On connaît des cas où des gens ont été assassinés. Parmi ceux qui ont été tués pour blasphème, aucun ne l’a été en vertu de la loi, ou après un procès. En fait, dans de rares cas, des gens ont été relâchés et il y a eu un non-lieu. Mais il est arrivé que des chrétiens, et même des musulmans, aient été lynchés par la foule, massacrés, poignardés.

Q : Pour changer de sujet, chrétiens et musulmans ont un amour particulier pour la Vierge Marie. Qu’en est-t-il dans votre diocèse ?

Mgr Coutts :Oui, pas seulement dans mon diocèse mais partout ; en effet, la Vierge Marie est mentionnée dans le Coran, livre saint des musulmans, et les musulmans la considèrent comme la mère du prophète Jésus, une personne très sainte et très pure, mais ils ne rendent pas à Marie le même hommage, la même vénération que nous, catholiques.

Q : Et votre propre dévotion à Marie ? Où l’avez-vous acquise ? Vos parents ont-ils influencé votre dévotion à Marie ?
■ ■ ■ ■ ■ ■ ■
Recopiez mot pour mot, dans l'entretien, tout ce qui va de « On connaît des » jusqu'à « foule, massacrés, poignardés. ».

(Entrées d'un jeu de données)
■ ■ ■ ■ ■ ■ ■
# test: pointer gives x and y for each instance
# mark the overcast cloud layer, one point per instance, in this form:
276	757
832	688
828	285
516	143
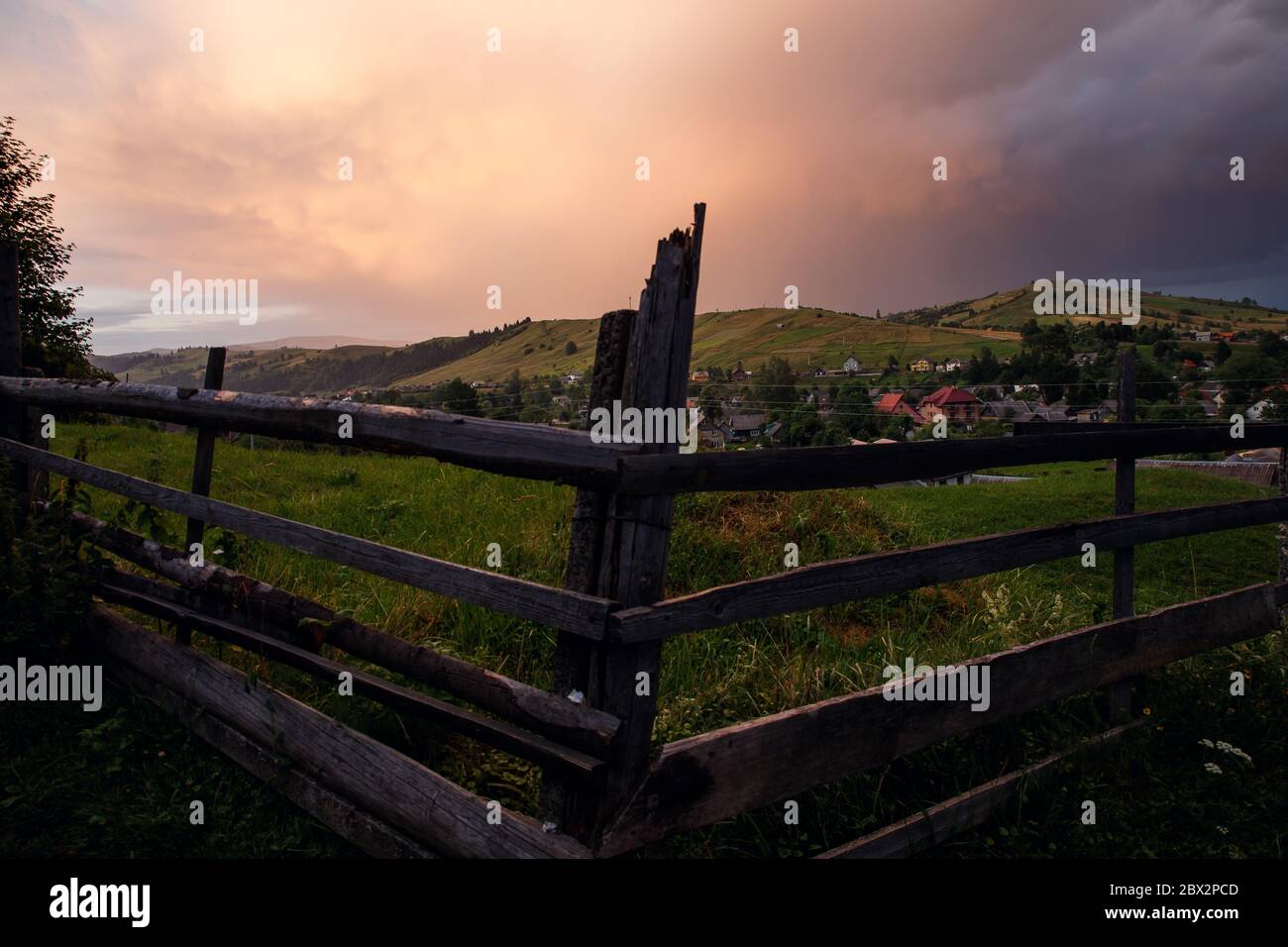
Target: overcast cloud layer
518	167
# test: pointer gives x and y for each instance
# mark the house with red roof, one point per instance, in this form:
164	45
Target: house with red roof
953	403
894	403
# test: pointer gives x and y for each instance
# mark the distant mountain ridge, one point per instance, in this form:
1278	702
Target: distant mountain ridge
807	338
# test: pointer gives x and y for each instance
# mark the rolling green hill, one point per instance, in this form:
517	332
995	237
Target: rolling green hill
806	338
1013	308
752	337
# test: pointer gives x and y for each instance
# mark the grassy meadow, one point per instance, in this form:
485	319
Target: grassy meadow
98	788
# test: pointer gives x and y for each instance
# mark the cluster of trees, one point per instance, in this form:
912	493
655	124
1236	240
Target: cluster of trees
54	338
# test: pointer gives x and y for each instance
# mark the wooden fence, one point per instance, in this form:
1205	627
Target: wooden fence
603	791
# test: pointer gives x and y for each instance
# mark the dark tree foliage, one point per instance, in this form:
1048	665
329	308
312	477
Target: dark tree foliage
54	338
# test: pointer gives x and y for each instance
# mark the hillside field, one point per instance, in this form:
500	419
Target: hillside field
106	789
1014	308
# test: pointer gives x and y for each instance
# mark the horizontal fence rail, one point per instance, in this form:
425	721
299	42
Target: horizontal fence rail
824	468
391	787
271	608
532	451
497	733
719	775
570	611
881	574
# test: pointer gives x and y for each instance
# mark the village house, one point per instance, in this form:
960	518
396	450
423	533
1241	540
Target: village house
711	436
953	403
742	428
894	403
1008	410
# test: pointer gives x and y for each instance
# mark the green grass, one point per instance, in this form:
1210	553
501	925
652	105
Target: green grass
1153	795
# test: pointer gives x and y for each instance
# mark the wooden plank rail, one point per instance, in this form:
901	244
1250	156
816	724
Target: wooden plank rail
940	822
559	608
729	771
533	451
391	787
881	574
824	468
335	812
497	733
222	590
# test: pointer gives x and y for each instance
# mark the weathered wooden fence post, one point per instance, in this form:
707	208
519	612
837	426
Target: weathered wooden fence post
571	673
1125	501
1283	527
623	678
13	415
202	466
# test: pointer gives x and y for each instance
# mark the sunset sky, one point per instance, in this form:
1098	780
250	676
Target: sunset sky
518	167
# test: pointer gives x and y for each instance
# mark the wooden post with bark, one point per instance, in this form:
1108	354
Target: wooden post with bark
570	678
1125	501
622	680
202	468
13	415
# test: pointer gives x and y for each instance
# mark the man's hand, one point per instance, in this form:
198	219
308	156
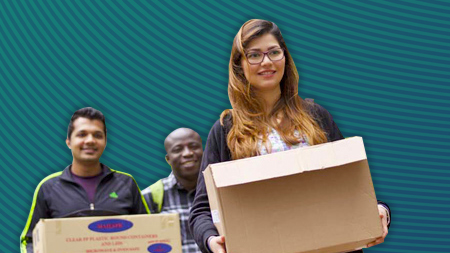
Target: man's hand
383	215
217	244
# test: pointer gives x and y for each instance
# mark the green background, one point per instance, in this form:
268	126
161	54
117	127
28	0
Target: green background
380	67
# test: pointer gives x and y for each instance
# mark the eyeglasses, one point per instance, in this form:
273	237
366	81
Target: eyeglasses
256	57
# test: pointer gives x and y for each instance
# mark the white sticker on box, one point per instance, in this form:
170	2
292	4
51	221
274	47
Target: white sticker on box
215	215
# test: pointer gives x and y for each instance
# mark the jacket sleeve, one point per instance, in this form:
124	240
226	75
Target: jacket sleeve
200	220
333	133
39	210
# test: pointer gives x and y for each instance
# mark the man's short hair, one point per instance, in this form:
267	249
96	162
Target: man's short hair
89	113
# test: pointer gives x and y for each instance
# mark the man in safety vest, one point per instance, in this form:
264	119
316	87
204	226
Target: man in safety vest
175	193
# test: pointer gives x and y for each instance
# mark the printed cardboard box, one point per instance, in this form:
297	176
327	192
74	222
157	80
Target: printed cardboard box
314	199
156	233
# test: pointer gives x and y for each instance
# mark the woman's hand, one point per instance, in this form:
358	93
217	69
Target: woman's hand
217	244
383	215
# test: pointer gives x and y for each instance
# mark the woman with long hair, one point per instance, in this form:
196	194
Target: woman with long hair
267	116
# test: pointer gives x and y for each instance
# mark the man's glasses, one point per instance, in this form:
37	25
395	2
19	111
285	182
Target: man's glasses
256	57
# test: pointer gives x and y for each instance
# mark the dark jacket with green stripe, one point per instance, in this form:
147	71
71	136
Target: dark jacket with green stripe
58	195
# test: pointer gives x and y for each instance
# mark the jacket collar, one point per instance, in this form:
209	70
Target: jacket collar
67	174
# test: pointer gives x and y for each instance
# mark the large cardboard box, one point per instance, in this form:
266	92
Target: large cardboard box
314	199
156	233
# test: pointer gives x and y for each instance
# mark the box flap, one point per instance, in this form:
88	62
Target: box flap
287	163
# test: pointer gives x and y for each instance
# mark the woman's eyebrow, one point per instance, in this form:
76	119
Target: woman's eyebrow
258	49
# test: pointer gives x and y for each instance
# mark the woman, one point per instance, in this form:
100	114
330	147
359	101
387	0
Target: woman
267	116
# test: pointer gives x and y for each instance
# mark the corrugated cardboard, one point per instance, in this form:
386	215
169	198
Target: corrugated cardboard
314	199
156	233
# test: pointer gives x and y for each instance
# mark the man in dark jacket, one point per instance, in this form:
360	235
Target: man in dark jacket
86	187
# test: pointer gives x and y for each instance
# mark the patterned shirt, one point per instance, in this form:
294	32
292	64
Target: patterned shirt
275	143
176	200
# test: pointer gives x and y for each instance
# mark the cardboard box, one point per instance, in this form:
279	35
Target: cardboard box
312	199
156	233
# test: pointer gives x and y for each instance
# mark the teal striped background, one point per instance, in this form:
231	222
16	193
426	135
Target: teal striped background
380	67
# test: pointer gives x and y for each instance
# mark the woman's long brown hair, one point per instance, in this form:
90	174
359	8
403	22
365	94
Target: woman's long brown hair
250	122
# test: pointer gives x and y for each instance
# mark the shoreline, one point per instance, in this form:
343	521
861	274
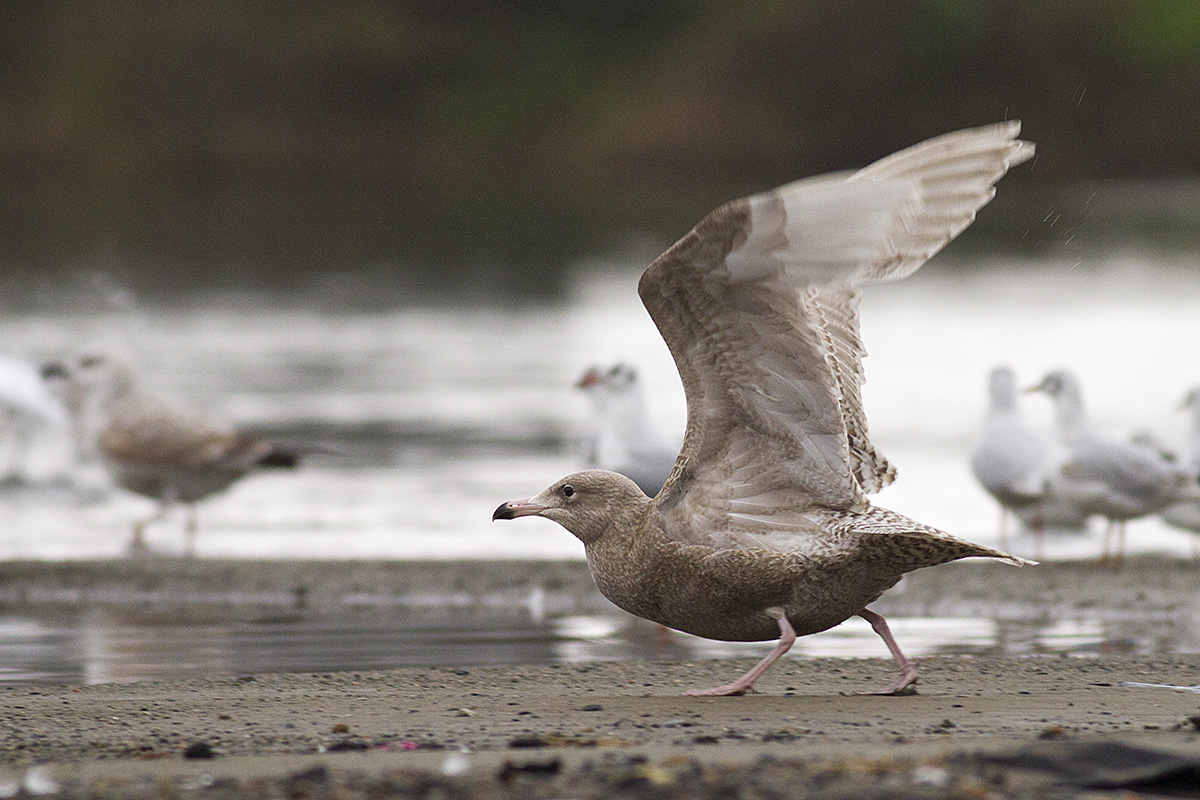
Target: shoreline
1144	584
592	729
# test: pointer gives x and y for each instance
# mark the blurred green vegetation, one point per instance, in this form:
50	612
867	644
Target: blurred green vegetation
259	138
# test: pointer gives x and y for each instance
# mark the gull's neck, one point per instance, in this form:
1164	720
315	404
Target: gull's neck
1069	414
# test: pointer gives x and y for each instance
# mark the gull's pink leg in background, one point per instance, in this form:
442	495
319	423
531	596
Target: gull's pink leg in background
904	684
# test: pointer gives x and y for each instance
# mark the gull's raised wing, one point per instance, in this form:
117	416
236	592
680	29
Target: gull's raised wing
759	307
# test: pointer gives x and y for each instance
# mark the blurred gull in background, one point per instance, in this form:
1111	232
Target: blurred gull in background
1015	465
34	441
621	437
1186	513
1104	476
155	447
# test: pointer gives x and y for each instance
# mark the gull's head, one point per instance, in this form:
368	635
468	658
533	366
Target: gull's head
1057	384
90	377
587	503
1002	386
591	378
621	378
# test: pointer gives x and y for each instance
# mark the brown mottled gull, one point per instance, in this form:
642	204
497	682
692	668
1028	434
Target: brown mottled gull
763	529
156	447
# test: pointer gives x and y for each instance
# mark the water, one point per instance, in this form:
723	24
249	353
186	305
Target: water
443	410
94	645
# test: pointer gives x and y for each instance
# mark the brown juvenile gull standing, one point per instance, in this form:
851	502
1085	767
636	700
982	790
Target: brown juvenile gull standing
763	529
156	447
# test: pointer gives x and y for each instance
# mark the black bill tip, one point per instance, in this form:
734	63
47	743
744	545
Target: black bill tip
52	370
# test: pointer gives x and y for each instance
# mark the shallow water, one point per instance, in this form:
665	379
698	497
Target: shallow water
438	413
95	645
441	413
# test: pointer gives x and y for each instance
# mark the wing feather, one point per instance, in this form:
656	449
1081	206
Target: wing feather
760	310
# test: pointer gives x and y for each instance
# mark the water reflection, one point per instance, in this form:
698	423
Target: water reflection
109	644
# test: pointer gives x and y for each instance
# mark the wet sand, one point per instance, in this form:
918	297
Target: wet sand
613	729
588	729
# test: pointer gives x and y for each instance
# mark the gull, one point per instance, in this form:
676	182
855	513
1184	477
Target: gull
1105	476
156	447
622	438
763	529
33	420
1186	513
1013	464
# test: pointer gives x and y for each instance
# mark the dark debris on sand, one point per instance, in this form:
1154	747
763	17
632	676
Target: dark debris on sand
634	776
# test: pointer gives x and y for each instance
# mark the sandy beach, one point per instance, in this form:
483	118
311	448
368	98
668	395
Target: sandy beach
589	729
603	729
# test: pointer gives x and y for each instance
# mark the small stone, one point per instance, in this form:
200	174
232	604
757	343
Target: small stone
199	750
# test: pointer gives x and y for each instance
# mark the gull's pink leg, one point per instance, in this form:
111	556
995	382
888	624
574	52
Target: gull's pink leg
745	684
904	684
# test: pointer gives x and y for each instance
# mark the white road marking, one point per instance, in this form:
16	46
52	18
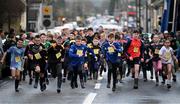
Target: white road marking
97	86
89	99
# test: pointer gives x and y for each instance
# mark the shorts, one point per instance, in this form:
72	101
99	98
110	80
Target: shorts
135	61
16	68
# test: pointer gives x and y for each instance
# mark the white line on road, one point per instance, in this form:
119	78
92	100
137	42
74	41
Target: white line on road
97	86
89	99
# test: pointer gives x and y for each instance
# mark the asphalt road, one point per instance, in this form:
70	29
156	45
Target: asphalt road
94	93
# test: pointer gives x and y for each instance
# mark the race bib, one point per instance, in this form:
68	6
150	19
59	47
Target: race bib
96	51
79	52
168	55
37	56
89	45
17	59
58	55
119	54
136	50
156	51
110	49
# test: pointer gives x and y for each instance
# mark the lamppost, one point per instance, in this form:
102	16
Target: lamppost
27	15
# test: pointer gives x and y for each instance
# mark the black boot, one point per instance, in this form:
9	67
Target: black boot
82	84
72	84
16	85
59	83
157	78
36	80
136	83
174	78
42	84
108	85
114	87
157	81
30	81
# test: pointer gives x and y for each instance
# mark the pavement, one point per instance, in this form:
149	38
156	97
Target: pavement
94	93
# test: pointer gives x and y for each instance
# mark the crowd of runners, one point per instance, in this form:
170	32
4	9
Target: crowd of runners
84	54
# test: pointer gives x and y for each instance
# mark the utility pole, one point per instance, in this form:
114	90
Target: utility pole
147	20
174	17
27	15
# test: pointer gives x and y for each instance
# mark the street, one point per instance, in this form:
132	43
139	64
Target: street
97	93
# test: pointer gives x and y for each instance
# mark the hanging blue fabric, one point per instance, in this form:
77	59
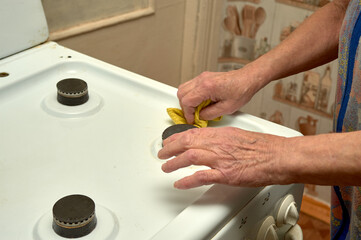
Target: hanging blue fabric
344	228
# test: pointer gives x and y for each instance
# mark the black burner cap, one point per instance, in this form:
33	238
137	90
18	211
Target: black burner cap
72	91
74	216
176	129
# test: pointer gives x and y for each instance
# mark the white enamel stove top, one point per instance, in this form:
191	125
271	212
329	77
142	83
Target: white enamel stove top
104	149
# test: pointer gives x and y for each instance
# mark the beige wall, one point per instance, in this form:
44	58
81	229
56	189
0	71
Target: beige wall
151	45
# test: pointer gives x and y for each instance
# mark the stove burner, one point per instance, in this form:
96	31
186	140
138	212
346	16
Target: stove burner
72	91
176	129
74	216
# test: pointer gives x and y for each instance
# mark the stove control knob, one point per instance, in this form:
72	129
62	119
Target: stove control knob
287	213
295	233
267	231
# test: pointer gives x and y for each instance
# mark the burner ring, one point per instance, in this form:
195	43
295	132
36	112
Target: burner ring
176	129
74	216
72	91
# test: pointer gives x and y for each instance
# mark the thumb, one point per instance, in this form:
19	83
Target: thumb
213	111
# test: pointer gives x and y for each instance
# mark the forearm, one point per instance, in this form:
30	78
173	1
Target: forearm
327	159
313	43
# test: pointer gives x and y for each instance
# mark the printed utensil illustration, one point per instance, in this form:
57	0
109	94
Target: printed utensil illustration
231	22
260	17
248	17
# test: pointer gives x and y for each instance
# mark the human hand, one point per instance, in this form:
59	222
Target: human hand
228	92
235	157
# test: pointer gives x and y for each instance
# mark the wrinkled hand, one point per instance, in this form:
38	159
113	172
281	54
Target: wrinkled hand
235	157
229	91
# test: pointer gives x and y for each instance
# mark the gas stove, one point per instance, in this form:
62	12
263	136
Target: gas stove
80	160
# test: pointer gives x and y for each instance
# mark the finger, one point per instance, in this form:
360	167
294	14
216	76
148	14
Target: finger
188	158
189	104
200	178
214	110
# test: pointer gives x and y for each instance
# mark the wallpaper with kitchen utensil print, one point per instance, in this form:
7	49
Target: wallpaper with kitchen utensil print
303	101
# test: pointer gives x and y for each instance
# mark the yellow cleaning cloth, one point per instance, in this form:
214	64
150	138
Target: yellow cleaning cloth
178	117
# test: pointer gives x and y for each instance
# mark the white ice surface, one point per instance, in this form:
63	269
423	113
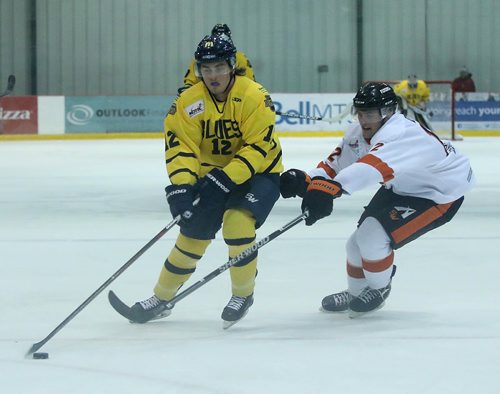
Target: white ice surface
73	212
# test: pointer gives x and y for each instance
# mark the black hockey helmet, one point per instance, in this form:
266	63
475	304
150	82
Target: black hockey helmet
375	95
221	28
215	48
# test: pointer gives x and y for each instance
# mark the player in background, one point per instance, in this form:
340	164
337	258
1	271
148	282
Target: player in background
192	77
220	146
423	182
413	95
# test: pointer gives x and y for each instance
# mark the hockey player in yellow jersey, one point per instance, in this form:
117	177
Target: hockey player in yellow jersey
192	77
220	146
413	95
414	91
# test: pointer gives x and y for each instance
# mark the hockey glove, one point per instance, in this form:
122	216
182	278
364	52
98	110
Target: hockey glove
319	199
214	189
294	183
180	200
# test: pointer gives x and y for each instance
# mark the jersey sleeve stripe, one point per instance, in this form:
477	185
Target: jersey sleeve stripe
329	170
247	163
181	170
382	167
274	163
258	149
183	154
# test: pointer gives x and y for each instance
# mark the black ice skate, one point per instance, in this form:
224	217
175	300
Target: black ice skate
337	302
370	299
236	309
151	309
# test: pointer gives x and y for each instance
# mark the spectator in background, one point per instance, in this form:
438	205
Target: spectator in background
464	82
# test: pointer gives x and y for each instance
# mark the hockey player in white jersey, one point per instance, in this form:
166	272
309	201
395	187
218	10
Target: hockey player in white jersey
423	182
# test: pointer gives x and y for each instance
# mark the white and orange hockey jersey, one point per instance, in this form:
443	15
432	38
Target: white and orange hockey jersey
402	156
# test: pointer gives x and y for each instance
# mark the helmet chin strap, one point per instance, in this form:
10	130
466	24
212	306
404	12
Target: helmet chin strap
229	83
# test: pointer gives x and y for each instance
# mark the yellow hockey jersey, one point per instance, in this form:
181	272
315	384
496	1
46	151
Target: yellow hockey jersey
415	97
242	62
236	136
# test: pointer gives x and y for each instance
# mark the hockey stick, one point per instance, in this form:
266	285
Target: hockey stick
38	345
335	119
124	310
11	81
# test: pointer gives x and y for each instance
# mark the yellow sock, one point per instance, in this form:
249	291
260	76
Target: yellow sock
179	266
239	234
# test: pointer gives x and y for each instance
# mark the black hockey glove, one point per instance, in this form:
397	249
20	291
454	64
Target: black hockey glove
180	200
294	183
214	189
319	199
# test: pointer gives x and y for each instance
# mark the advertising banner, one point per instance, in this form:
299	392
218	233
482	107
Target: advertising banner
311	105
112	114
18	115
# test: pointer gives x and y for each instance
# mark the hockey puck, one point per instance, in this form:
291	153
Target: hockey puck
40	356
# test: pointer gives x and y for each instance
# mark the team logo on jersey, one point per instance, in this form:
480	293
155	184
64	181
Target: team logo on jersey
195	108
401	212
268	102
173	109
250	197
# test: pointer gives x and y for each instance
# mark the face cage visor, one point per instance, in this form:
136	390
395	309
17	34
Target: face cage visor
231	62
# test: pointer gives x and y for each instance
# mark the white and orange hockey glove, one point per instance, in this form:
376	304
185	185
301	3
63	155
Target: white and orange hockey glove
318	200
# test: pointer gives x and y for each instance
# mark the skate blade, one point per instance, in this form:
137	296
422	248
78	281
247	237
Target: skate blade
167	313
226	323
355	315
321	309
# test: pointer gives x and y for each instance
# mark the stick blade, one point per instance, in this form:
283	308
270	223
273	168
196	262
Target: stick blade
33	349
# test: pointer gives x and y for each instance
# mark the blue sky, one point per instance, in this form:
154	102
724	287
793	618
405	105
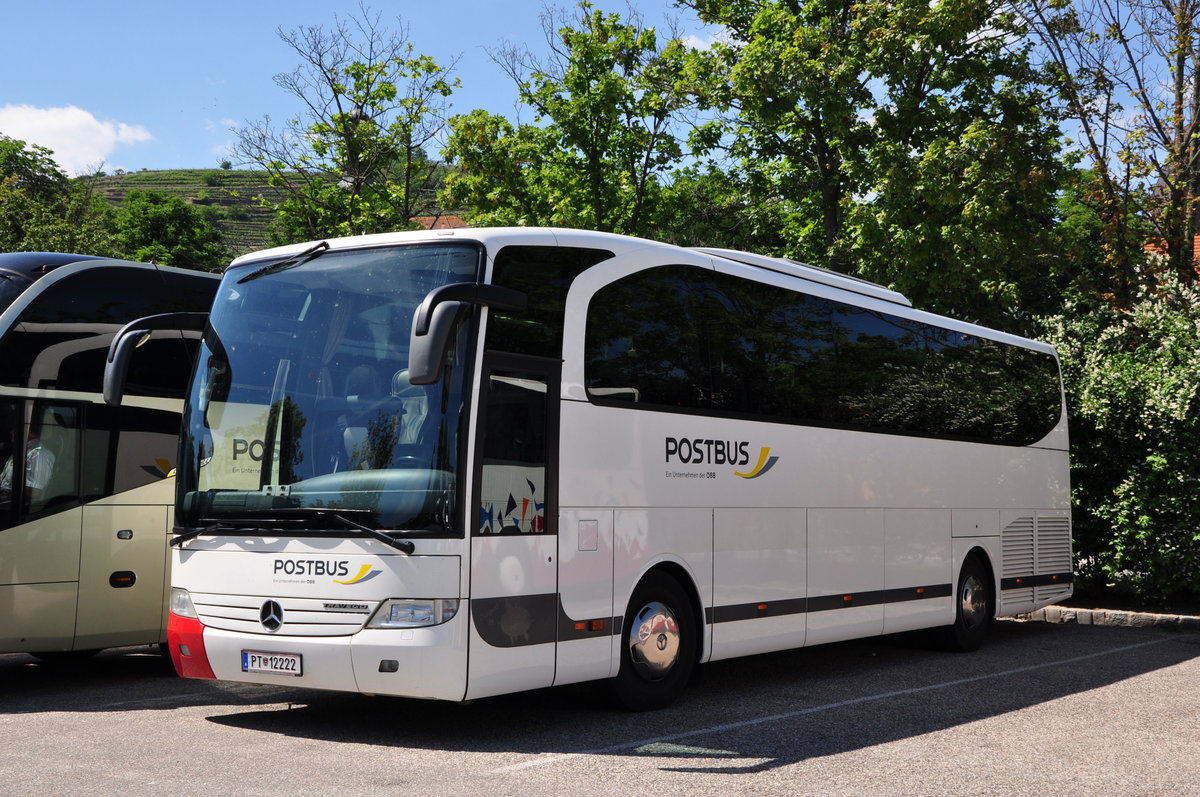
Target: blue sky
■ ■ ■ ■ ■ ■ ■
RÉPONSE
On connaît des cas où des gens ont été assassinés. Parmi ceux qui ont été tués pour blasphème, aucun ne l’a été en vertu de la loi, ou après un procès. En fait, dans de rares cas, des gens ont été relâchés et il y a eu un non-lieu. Mais il est arrivé que des chrétiens, et même des musulmans, aient été lynchés par la foule, massacrés, poignardés.